***** Materials provided
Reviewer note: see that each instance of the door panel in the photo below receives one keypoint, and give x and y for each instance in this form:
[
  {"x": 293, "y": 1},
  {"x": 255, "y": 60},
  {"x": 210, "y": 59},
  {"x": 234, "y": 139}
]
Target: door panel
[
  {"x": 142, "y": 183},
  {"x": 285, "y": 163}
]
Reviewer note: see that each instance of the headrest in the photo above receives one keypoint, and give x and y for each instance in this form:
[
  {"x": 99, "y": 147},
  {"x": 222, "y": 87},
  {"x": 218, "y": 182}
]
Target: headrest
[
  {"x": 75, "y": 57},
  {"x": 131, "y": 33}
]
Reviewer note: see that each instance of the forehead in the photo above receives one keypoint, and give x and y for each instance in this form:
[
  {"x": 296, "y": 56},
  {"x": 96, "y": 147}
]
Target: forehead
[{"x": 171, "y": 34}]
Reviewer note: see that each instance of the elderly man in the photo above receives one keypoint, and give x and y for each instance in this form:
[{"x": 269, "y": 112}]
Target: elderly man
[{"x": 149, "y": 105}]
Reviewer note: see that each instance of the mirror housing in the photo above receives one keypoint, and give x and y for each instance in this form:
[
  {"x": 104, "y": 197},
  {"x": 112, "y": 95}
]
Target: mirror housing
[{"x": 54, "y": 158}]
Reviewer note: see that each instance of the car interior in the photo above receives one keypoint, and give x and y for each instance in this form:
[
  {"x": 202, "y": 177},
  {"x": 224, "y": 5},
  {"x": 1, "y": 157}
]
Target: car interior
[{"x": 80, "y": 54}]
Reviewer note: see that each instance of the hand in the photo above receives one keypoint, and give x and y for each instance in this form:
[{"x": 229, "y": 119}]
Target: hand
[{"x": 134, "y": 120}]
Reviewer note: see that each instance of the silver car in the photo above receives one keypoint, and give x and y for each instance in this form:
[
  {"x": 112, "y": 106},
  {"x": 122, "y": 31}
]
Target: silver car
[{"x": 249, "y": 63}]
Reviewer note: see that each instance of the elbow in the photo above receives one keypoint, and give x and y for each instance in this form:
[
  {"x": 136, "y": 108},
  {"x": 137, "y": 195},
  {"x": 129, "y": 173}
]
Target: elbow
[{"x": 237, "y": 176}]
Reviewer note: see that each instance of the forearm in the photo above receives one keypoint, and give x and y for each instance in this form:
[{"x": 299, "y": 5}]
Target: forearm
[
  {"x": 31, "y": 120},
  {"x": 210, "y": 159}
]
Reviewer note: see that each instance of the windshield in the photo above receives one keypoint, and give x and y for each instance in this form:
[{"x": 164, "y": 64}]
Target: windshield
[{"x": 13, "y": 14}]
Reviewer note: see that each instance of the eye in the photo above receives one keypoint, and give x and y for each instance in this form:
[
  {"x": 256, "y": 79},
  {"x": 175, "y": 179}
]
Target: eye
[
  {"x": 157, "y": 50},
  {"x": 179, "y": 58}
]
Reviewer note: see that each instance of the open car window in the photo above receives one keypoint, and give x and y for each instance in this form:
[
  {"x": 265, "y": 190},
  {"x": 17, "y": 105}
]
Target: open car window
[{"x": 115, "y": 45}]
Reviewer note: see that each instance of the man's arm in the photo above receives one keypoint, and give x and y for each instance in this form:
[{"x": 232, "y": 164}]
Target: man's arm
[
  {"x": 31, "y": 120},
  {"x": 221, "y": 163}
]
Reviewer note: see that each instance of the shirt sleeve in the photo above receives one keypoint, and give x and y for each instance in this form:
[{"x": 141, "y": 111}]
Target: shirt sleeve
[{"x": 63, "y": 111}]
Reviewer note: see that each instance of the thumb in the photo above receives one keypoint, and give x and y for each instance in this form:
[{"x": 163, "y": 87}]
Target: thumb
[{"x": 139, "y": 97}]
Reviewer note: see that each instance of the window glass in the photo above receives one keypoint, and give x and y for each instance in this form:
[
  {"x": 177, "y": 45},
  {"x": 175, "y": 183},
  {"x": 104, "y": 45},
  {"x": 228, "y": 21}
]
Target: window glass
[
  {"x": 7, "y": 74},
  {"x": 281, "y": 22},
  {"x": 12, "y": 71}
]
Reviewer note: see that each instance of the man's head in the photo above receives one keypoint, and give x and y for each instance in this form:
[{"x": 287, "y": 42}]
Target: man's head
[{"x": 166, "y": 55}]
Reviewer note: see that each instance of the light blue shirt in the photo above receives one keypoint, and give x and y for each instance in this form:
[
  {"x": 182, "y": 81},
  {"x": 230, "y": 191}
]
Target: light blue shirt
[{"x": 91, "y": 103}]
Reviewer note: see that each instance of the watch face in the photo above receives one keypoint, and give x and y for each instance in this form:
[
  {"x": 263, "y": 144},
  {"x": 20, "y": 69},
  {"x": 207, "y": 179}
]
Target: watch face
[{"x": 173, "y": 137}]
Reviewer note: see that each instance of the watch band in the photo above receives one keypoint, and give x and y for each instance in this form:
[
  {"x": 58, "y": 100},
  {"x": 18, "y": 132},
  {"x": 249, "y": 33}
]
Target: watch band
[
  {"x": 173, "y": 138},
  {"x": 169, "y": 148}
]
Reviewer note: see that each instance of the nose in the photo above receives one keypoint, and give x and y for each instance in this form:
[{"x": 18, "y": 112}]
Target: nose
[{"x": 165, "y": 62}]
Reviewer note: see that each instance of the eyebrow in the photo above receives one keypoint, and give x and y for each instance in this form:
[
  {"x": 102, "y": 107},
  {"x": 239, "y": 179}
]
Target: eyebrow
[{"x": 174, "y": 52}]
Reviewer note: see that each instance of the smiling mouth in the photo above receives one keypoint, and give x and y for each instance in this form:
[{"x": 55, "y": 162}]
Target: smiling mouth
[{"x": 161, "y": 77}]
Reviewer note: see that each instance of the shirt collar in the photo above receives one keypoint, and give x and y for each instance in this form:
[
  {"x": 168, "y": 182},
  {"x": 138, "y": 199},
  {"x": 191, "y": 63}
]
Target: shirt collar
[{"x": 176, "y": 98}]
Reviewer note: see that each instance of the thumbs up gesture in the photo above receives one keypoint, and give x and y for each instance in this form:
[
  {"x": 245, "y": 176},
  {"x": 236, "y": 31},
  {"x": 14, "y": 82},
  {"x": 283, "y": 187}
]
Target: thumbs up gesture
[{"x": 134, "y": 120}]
**********
***** Materials provided
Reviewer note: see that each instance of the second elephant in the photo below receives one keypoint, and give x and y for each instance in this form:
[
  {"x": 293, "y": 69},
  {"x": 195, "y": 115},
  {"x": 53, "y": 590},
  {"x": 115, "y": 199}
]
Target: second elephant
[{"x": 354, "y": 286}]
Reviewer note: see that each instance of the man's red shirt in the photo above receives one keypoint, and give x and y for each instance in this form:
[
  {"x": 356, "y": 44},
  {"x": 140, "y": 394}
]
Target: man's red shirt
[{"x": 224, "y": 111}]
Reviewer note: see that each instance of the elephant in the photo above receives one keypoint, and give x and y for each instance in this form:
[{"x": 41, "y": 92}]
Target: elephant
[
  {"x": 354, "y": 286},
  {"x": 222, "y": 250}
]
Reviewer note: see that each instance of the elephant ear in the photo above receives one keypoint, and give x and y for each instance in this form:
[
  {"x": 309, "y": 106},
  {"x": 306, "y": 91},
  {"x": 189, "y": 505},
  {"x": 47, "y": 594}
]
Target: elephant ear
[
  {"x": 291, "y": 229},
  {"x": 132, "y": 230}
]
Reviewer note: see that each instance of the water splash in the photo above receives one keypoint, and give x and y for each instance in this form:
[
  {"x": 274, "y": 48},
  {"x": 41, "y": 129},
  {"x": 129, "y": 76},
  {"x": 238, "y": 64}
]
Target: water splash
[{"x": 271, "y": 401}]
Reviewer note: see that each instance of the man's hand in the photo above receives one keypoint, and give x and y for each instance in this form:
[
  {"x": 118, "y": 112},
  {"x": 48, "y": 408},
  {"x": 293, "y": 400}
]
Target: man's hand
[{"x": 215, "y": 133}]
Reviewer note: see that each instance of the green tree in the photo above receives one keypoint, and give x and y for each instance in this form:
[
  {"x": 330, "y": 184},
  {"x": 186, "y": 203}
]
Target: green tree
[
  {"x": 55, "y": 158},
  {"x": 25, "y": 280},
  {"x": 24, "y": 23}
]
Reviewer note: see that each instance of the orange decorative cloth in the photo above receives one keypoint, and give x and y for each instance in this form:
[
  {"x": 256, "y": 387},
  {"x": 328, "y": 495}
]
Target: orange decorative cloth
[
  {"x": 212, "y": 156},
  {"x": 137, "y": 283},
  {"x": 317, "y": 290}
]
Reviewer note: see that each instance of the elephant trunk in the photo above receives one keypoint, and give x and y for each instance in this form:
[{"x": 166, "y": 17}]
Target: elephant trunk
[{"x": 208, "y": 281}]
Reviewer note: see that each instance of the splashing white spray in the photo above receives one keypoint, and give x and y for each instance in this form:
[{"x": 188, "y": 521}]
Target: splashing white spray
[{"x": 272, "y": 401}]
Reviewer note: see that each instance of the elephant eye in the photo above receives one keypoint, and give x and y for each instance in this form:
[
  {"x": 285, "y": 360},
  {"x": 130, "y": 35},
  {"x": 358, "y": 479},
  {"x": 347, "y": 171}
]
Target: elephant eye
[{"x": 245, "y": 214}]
**********
***** Materials provided
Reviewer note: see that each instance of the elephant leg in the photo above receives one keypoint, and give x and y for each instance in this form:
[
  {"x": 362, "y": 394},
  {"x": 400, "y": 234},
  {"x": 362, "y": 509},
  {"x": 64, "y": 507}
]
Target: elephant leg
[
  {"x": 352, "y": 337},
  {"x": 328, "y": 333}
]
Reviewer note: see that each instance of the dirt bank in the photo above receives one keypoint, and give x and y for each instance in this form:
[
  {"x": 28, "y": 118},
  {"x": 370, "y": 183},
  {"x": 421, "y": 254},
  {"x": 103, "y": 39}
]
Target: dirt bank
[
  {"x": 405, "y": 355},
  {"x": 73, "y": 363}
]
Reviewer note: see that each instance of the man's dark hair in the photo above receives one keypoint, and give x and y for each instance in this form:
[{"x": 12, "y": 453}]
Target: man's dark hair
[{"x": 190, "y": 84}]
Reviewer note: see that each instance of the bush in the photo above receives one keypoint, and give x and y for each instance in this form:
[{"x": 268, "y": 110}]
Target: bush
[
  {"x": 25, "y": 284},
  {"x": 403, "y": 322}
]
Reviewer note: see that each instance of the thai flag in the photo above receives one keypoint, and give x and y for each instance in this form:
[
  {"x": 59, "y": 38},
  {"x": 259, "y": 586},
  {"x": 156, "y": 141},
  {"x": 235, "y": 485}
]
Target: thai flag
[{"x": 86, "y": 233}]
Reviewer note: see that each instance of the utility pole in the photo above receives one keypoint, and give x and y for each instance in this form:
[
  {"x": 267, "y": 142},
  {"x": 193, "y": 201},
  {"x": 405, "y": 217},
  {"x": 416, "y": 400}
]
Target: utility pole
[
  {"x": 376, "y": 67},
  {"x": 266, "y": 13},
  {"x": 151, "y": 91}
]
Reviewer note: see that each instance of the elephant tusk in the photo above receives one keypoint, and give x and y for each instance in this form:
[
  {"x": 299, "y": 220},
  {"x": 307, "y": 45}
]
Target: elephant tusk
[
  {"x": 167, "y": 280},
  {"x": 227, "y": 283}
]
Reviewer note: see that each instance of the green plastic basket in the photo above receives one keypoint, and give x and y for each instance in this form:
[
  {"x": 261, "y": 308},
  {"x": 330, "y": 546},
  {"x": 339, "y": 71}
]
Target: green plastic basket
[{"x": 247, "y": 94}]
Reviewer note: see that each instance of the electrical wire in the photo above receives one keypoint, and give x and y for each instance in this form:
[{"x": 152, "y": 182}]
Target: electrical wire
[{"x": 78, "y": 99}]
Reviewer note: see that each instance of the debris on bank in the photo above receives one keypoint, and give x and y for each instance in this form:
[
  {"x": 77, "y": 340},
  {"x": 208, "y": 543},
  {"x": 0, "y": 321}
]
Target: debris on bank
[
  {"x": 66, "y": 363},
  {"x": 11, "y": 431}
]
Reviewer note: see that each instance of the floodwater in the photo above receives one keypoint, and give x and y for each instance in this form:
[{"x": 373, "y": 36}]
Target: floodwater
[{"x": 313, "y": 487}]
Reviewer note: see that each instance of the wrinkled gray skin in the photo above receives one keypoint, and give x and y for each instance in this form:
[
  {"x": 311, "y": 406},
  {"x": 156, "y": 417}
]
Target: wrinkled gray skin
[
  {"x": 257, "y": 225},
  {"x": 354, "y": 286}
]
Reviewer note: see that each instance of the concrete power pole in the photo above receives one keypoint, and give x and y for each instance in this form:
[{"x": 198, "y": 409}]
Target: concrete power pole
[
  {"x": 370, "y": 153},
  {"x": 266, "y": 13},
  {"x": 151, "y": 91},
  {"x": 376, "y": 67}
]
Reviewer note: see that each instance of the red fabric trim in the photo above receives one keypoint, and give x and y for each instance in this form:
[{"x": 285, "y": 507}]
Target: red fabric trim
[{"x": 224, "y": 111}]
**********
> **Request**
Filter the material above and copy out every line that contains the word "forearm".

> **Correct response**
Reviewer note: see that each instance of the forearm in the photo above receives one keypoint, and give x and y for each instance in this form:
Target: forearm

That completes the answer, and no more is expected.